# Required task:
Count how many lines of the records contain the string "interior", and reply with that number only.
# Start of Supplied information
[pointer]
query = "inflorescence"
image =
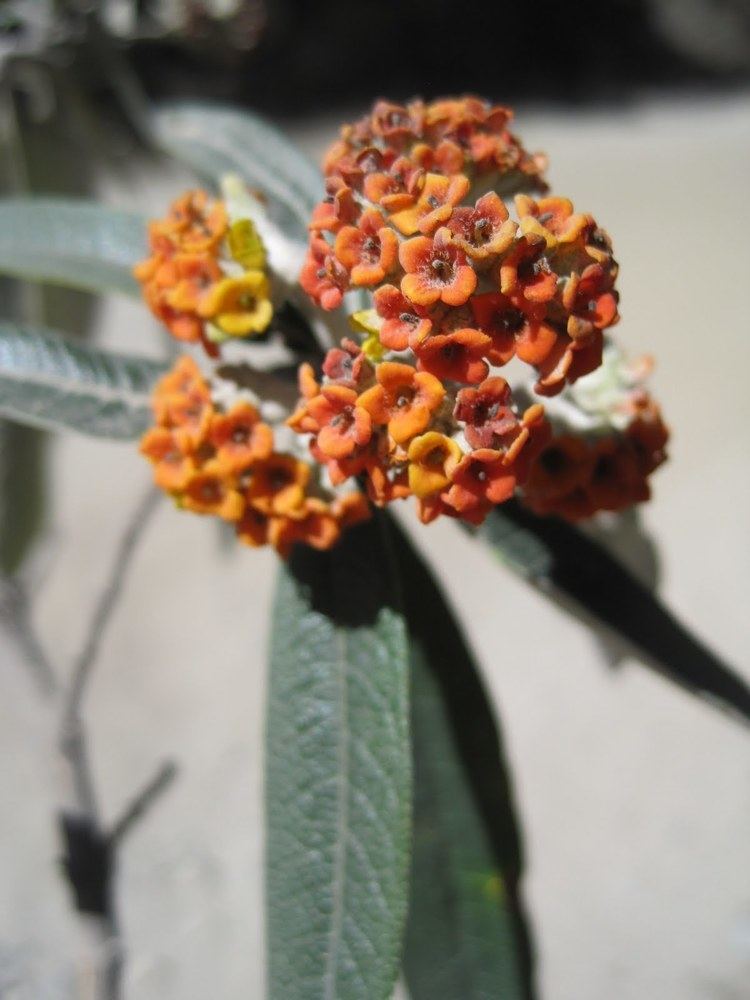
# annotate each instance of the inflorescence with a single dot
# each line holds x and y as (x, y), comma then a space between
(412, 403)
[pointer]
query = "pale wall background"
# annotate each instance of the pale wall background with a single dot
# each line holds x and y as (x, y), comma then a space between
(635, 797)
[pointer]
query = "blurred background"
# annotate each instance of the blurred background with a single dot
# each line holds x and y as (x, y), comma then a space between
(633, 796)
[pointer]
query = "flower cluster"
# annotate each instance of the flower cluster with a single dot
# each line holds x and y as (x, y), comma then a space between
(220, 459)
(575, 477)
(604, 459)
(417, 401)
(456, 281)
(205, 278)
(459, 449)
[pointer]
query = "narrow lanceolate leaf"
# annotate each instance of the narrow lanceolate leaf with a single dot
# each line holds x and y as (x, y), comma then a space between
(68, 242)
(49, 381)
(577, 571)
(216, 140)
(338, 774)
(466, 937)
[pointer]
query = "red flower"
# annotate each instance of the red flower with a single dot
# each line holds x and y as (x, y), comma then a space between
(458, 356)
(369, 250)
(322, 276)
(406, 324)
(588, 299)
(567, 361)
(486, 411)
(347, 364)
(337, 209)
(515, 326)
(343, 426)
(551, 218)
(480, 479)
(485, 230)
(403, 399)
(525, 273)
(436, 270)
(435, 204)
(395, 188)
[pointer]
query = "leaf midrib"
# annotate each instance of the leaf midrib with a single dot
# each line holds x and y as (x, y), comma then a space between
(342, 823)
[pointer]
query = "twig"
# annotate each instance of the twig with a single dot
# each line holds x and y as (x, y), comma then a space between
(106, 605)
(15, 619)
(143, 801)
(90, 860)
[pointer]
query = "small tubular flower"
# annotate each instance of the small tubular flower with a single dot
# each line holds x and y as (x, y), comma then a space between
(480, 479)
(240, 438)
(432, 460)
(403, 399)
(434, 207)
(436, 270)
(416, 214)
(405, 324)
(368, 250)
(205, 279)
(324, 278)
(239, 306)
(342, 425)
(485, 230)
(455, 357)
(208, 492)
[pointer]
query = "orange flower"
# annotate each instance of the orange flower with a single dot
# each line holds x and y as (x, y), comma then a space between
(551, 218)
(568, 361)
(395, 188)
(480, 479)
(308, 384)
(185, 279)
(323, 278)
(208, 491)
(253, 527)
(435, 204)
(314, 524)
(486, 411)
(240, 438)
(386, 483)
(336, 210)
(456, 357)
(436, 270)
(347, 364)
(369, 250)
(525, 272)
(196, 223)
(403, 399)
(485, 230)
(277, 485)
(406, 324)
(590, 301)
(561, 469)
(184, 378)
(173, 467)
(432, 460)
(351, 508)
(342, 425)
(514, 328)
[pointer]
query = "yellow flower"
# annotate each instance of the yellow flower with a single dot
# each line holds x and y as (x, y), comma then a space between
(432, 459)
(245, 245)
(239, 306)
(367, 321)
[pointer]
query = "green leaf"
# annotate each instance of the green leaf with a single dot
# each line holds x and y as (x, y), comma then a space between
(466, 935)
(579, 573)
(47, 380)
(68, 242)
(22, 452)
(338, 775)
(216, 140)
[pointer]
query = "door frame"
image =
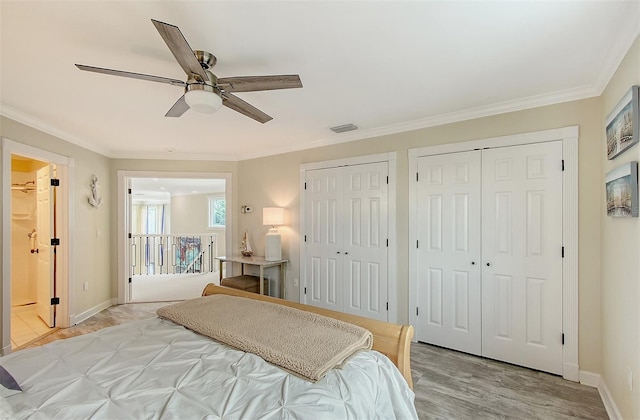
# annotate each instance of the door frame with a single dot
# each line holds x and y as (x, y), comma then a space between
(65, 168)
(569, 137)
(124, 206)
(392, 255)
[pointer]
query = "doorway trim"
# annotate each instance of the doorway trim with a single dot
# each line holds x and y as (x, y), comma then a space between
(569, 137)
(124, 176)
(65, 167)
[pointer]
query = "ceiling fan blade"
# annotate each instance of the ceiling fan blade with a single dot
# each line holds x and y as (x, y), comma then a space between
(179, 108)
(255, 83)
(180, 49)
(237, 104)
(159, 79)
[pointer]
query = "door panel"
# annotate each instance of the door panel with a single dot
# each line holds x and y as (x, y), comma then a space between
(364, 249)
(346, 249)
(323, 267)
(44, 228)
(522, 263)
(449, 251)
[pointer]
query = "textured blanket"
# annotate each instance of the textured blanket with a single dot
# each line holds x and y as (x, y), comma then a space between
(304, 343)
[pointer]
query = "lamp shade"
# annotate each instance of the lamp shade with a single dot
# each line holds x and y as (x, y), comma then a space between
(273, 216)
(203, 101)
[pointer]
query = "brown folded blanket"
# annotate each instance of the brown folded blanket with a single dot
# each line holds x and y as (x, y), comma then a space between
(302, 342)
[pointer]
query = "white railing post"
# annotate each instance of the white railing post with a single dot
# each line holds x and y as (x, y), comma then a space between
(173, 254)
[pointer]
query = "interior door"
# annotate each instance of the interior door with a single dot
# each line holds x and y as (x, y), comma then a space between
(364, 238)
(45, 227)
(324, 262)
(522, 255)
(448, 232)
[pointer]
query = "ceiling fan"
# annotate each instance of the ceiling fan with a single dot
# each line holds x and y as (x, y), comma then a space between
(203, 91)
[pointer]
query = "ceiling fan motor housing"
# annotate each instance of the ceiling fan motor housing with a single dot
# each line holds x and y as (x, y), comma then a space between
(206, 59)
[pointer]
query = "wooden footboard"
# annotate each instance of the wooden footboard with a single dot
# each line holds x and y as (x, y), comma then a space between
(392, 340)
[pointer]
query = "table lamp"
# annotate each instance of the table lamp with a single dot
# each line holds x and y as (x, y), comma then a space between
(273, 216)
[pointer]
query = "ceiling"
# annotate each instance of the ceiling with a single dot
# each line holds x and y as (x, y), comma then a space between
(384, 66)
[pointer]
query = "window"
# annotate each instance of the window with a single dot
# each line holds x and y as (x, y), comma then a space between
(217, 212)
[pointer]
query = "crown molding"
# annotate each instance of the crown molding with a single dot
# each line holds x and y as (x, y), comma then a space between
(28, 120)
(579, 93)
(628, 34)
(175, 156)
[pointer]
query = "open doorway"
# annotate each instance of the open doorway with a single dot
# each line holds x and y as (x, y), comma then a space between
(33, 202)
(175, 226)
(35, 234)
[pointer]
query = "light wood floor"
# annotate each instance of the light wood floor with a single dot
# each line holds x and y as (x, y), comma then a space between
(26, 325)
(448, 384)
(454, 385)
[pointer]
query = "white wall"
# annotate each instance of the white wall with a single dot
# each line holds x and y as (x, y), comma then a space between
(274, 181)
(620, 263)
(91, 256)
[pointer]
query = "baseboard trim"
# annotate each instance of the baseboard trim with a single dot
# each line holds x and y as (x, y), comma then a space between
(76, 319)
(590, 379)
(571, 372)
(608, 401)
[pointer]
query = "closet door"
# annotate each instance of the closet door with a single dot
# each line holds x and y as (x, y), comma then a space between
(324, 262)
(522, 260)
(449, 289)
(365, 232)
(346, 254)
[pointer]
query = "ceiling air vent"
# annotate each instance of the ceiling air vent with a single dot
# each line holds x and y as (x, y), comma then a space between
(343, 128)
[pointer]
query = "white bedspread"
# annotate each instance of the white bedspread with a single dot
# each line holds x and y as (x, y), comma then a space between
(157, 369)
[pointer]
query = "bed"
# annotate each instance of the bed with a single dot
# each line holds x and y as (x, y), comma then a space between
(157, 368)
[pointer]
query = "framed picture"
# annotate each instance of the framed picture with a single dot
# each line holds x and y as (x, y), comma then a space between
(622, 191)
(621, 126)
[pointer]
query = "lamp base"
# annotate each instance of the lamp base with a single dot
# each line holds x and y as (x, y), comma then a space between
(273, 246)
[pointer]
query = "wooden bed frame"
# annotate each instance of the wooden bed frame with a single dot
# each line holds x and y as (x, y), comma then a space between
(392, 340)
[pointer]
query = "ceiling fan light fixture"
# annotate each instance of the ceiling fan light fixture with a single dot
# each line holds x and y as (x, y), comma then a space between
(204, 101)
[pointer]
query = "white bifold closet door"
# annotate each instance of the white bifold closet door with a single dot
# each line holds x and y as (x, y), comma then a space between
(347, 229)
(490, 253)
(449, 251)
(522, 255)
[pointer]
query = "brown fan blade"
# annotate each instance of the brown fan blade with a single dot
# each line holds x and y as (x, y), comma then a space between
(237, 104)
(180, 49)
(179, 108)
(159, 79)
(255, 83)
# End of Supplied information
# Solution for this task:
2